» **SOURCE DOCUMENT**

───

The court was considering whether the Appeals Commissioners were correct in holding that the transaction was not a tax-avoidance transaction under Section 86.3 of the Finance Act 1989 on the grounds that it did not result in a misuse of the ESR provisions.

The judge said his answer to that question was "No", meaning the Appeals Commissioners were incorrect. This transaction, the judge said, involved export sales relief reserves in a company in the Dairygold group being transferred to a construction company not engaged in an export business in order to allow tax relief dividends to be paid to shareholders of that second company.

This scheme was "completely at odds" with the purpose for which the export sales relief was provided and the Revenue was required to have regard to the substance of the transaction, the judge found.

The case arose after O'Flynn Construction and Michael and John O'Flynn, with addresses at Kilcrea, Ovens, Co Cork, appealed to the Revenue Appeals Commissioners against an opinion of a Revenue officer in relation to the scheme.

───

» **SUPPLIED INFORMATION**
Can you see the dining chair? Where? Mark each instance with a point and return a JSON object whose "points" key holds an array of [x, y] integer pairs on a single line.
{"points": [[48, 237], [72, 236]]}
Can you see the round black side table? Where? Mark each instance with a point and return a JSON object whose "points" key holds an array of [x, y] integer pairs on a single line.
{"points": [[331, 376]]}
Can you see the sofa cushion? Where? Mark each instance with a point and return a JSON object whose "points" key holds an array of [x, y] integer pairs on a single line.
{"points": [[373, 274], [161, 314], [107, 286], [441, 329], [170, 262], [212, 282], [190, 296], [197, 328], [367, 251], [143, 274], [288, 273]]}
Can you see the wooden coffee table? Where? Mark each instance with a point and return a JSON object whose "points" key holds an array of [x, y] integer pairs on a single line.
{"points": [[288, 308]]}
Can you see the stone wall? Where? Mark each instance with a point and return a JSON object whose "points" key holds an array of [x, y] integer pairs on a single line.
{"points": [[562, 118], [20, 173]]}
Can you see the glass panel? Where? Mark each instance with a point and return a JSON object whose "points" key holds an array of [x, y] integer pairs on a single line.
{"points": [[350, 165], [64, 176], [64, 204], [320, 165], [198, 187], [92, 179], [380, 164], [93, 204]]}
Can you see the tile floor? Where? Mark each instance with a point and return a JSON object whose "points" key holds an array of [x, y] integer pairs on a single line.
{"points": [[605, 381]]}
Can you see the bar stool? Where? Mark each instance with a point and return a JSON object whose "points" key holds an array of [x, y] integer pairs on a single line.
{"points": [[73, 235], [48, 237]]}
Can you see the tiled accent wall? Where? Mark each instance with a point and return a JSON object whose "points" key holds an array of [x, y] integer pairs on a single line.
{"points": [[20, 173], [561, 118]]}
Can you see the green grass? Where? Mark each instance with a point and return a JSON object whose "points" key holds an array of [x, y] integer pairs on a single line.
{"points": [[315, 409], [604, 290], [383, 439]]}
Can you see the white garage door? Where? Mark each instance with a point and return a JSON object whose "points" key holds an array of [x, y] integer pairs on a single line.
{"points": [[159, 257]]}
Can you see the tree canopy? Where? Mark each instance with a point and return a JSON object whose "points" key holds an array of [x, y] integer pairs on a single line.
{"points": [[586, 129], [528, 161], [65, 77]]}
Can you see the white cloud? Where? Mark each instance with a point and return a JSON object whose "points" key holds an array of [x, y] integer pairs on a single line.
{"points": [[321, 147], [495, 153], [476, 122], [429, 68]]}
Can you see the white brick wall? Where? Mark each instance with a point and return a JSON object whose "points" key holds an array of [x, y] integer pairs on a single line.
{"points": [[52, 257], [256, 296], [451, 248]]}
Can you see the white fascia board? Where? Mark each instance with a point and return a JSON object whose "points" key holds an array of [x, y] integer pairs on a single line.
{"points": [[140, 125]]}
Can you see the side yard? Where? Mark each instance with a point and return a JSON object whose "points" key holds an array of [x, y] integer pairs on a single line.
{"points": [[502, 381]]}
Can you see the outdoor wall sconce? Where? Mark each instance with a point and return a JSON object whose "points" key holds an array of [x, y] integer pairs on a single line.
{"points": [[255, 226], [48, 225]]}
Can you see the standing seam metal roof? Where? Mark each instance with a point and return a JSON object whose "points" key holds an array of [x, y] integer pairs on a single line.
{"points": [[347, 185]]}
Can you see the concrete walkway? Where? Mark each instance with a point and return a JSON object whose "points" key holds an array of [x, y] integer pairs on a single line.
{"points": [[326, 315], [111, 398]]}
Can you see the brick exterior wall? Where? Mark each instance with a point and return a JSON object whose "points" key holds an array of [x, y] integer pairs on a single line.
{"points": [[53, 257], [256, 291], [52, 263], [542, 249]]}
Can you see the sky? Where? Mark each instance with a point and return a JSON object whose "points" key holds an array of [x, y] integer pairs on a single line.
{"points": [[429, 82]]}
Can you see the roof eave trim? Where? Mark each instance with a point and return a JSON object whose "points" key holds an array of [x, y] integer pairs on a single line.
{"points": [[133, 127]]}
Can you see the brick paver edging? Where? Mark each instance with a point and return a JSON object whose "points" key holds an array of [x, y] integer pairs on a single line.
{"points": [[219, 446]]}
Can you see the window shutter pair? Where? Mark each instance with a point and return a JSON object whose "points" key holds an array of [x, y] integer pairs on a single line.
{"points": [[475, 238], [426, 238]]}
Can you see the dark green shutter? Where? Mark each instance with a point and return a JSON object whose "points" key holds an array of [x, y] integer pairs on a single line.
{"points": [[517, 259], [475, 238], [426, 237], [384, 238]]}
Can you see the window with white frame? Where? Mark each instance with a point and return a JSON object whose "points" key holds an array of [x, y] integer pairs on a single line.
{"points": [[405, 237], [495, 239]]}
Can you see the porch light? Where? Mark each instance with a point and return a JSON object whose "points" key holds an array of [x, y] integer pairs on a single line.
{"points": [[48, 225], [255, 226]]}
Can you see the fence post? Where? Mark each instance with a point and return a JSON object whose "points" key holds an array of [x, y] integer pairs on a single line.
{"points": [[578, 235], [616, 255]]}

───

» **GIVEN PROBLEM 1**
Please extract the stretch of the court ruling excerpt from "The court was" through "that second company.".
» **GIVEN PROBLEM 2**
Using the court ruling excerpt, answer these:
(a) Under which section of which Act was the transaction being assessed as a possible tax-avoidance transaction?
(b) What answer did the judge give to the question before the court?
(c) What addresses are given for O'Flynn Construction and Michael and John O'Flynn?

» **TASK OUTPUT 1**
The court was considering whether the Appeals Commissioners were correct in holding that the transaction was not a tax-avoidance transaction under Section 86.3 of the Finance Act 1989 on the grounds that it did not result in a misuse of the ESR provisions.

The judge said his answer to that question was "No", meaning the Appeals Commissioners were incorrect. This transaction, the judge said, involved export sales relief reserves in a company in the Dairygold group being transferred to a construction company not engaged in an export business in order to allow tax relief dividends to be paid to shareholders of that second company.

» **TASK OUTPUT 2**
(a) Section 86.3 of the Finance Act 1989
(b) "No"
(c) Kilcrea, Ovens, Co Cork